**TASK DESCRIPTION**.
Reproduce the material below word for word, from its first line through the line that contains "[517,567,796,622]", with that line included.

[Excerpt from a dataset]
--- BEGIN ---

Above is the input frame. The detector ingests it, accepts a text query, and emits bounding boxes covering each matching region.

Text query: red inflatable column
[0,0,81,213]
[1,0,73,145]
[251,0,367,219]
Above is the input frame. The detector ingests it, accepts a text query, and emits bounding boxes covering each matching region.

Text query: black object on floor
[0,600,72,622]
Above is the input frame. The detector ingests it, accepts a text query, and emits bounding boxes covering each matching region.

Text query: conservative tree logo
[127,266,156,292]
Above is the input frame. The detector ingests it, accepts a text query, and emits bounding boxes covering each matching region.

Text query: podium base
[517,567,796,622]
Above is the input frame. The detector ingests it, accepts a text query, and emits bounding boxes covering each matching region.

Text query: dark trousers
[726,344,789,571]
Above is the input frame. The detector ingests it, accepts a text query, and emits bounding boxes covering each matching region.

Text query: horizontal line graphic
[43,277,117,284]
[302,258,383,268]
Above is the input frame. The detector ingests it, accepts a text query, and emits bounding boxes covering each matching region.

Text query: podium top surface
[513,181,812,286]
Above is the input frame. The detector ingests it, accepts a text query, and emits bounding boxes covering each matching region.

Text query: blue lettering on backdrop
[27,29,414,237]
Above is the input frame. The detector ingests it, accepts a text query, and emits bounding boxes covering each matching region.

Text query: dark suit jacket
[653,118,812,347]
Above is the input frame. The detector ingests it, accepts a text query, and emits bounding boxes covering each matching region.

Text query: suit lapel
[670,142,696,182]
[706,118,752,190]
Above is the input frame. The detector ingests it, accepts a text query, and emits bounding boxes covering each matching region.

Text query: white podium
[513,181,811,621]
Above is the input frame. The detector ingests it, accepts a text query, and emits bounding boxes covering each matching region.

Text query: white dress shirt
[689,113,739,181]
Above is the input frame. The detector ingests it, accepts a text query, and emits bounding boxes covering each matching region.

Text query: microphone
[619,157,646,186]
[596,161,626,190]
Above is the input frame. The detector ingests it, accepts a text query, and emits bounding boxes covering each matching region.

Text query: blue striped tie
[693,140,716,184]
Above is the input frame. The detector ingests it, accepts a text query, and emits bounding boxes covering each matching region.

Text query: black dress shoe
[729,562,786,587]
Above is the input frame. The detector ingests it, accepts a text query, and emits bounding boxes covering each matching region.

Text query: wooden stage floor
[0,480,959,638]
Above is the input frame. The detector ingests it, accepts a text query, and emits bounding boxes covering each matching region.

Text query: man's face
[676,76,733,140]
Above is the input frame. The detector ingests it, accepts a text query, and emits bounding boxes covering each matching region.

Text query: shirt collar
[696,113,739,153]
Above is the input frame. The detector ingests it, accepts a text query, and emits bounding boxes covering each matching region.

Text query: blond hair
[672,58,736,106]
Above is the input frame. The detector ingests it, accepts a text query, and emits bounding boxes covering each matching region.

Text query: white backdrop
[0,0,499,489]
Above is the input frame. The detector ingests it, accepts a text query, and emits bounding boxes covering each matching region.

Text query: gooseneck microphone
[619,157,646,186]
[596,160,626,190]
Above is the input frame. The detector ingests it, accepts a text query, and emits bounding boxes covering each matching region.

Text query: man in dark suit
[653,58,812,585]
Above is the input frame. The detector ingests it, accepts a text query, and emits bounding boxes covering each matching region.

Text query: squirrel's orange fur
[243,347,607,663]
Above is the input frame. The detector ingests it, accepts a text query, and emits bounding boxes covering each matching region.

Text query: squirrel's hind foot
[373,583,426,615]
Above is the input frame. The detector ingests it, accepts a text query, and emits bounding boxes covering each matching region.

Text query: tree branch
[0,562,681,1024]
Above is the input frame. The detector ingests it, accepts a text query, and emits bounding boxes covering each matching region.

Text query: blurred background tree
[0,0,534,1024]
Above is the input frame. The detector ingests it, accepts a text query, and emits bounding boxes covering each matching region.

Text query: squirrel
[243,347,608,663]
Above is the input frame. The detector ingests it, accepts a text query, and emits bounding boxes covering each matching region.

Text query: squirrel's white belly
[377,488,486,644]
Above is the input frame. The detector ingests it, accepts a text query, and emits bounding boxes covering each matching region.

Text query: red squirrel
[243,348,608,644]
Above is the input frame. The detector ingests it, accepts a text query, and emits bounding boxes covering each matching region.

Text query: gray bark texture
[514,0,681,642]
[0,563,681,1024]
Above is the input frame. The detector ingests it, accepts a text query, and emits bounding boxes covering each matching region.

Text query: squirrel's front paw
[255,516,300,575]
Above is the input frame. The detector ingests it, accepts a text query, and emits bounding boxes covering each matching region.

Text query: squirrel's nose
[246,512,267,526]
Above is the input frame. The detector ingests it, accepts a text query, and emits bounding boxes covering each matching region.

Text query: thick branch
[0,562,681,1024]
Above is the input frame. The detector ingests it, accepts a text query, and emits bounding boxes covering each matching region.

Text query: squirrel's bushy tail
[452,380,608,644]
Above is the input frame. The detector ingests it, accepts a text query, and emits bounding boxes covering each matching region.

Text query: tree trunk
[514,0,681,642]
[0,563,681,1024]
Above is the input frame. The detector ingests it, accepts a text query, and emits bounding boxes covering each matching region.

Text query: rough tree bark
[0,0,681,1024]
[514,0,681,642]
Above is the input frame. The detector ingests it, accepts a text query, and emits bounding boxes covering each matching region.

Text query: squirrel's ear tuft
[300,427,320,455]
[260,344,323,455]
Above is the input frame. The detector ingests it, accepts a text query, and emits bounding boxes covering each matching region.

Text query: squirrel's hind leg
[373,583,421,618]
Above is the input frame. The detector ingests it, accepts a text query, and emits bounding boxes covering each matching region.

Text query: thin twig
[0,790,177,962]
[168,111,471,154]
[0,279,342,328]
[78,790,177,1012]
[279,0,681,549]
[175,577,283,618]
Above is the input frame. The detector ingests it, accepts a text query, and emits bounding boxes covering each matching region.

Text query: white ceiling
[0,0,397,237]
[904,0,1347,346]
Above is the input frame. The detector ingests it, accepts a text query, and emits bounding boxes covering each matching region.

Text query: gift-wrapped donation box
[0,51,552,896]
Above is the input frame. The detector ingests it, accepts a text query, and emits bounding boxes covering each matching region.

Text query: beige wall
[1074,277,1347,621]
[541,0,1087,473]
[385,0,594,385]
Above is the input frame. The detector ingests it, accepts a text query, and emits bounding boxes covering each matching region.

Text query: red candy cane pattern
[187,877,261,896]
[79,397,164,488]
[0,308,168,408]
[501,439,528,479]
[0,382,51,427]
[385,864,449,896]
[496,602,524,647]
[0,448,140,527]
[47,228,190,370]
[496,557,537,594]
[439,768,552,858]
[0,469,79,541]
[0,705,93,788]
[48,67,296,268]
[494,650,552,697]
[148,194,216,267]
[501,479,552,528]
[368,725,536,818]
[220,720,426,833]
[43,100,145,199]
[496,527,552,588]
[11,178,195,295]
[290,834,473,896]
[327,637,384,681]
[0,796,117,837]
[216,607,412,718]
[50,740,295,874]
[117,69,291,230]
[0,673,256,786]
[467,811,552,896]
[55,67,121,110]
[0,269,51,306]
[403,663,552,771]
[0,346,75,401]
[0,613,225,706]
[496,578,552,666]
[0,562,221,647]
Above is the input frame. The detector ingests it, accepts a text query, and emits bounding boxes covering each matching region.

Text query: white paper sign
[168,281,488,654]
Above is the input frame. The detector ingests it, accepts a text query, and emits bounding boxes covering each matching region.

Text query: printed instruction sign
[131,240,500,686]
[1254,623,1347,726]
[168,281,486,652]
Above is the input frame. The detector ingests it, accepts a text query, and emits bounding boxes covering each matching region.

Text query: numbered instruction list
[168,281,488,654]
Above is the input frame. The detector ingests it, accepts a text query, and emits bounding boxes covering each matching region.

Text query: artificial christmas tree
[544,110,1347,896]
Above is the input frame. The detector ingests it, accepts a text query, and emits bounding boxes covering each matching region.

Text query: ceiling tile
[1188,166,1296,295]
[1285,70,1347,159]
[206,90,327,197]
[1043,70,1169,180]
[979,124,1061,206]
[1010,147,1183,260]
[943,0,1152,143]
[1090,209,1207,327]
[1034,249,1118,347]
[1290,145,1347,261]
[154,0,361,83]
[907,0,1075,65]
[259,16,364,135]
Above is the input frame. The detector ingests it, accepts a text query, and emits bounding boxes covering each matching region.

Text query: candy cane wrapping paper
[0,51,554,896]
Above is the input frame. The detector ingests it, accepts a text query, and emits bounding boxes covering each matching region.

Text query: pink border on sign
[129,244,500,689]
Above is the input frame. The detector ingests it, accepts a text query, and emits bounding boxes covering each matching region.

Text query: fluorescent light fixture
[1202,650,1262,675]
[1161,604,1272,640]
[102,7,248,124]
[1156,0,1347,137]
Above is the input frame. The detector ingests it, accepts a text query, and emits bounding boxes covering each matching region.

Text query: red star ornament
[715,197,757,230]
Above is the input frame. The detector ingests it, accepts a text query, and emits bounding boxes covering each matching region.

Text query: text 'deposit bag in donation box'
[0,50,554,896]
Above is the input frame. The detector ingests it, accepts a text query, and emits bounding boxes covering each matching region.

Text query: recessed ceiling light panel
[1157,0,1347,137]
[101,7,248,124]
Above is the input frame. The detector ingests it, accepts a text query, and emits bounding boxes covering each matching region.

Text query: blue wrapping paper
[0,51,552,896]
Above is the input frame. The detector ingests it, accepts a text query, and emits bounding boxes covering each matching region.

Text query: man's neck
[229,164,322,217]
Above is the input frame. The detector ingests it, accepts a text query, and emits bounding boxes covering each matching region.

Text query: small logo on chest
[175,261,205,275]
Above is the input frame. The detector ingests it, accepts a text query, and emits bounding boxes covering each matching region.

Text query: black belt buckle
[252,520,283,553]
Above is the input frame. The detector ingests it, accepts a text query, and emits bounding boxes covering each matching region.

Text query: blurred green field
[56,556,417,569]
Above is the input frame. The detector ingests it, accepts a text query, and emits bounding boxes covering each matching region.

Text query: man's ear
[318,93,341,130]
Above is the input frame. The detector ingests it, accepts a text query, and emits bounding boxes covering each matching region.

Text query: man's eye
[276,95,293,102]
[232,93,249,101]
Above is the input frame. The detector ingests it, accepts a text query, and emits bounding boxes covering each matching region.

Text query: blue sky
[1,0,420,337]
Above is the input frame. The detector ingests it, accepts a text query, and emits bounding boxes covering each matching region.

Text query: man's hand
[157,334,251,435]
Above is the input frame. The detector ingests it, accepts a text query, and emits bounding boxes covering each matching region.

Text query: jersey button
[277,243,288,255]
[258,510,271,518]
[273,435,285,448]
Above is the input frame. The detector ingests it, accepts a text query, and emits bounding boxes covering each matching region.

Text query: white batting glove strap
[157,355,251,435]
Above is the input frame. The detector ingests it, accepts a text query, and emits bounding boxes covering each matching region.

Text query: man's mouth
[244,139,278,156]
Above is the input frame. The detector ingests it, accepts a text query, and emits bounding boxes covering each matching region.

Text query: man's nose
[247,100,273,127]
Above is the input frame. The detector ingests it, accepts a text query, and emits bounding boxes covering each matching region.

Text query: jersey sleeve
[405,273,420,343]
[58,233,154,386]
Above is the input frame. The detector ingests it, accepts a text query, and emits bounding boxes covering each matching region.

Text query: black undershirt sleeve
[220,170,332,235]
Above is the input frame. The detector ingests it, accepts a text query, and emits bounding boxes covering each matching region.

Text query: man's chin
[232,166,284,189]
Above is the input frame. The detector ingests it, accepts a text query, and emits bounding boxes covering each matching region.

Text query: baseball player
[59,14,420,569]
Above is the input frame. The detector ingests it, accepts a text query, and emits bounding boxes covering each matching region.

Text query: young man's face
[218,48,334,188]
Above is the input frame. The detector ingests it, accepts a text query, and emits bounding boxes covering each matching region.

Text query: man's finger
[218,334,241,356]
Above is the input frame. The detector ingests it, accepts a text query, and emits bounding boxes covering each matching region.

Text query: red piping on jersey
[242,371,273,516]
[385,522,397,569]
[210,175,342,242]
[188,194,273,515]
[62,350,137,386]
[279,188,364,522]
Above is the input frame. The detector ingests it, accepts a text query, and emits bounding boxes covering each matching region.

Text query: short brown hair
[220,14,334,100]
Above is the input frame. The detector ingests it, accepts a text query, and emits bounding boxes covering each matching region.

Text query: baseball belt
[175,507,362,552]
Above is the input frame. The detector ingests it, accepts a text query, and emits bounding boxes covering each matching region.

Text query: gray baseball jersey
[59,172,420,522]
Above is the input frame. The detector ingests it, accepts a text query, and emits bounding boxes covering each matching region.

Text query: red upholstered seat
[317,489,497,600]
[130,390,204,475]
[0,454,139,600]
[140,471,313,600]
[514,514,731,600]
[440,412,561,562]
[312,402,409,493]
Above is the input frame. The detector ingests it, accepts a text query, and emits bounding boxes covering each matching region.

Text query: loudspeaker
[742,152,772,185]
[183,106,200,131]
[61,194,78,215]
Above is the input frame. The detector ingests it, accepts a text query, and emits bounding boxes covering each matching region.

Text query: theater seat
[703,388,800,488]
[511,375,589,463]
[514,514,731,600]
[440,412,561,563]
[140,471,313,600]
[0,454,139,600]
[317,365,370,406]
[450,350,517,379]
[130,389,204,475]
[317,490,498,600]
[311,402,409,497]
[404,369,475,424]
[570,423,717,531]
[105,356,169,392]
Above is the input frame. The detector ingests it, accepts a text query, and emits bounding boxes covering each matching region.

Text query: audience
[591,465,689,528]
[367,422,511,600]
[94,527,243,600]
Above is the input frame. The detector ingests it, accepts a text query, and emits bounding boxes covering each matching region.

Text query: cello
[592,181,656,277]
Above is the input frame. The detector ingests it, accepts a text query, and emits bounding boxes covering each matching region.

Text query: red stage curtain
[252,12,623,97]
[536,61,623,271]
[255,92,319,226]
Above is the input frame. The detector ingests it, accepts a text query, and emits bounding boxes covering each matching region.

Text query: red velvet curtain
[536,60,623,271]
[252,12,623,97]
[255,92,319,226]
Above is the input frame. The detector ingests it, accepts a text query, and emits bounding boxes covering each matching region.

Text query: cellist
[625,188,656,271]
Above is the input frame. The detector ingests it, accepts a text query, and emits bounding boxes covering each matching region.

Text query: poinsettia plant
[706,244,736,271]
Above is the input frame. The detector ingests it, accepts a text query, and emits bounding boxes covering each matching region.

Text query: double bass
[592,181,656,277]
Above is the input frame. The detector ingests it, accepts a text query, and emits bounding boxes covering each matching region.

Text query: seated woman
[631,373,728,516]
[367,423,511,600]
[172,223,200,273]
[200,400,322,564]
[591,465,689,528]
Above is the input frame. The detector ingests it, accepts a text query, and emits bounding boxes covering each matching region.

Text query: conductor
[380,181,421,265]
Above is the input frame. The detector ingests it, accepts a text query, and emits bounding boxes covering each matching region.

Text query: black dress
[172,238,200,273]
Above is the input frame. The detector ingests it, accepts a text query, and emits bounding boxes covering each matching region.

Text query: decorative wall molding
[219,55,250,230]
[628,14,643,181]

--- END ---

**RESPONSE TO THIS TASK**.
Above is the input frame. The detector ingests it, accepts a text query, and emits bounding boxes covering each matching region.

Text query: red inflatable column
[0,0,81,213]
[1,0,73,145]
[251,0,367,219]
Above is the input frame. The detector ingests it, accepts a text query, and emits bounding boxes covering each matching region.

Text query: black object on floor
[0,600,72,622]
Above is the input frame. The detector ingests it, accepts a text query, and emits bounding boxes covering each matching region.

Text query: conservative tree logo
[127,266,156,292]
Above is the input frame. The detector ingests it, accepts a text query, and emits bounding boxes covering each matching region.

Text query: podium base
[517,567,796,622]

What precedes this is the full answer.